Task goal: Which lines in the rows below contain the word "water"? Collect and copy each of them; case counts.

===============

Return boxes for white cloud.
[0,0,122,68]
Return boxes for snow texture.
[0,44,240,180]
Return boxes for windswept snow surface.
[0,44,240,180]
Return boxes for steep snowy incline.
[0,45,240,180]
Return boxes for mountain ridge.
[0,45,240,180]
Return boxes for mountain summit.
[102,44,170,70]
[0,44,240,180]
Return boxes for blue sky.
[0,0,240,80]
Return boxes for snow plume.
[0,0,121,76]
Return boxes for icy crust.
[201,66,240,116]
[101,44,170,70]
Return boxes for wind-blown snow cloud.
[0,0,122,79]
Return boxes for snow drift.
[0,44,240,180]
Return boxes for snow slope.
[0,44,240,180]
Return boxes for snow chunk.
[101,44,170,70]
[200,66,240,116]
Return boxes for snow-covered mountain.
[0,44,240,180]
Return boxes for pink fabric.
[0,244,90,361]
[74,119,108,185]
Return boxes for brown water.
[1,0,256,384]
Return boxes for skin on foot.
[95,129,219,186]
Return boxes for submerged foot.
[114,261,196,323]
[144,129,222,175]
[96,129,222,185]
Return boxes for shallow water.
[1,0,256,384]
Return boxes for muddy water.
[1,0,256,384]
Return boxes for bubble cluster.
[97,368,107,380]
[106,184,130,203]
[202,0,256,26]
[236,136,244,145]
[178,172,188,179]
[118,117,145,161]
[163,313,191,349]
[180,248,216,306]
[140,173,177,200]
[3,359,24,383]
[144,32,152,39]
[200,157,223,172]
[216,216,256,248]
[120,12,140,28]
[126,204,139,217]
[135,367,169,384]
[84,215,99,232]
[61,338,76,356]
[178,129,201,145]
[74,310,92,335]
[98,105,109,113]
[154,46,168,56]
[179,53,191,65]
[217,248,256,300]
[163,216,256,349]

===============

Task answer:
Return boxes for brown water.
Return boxes for shallow water.
Return boxes for muddy water.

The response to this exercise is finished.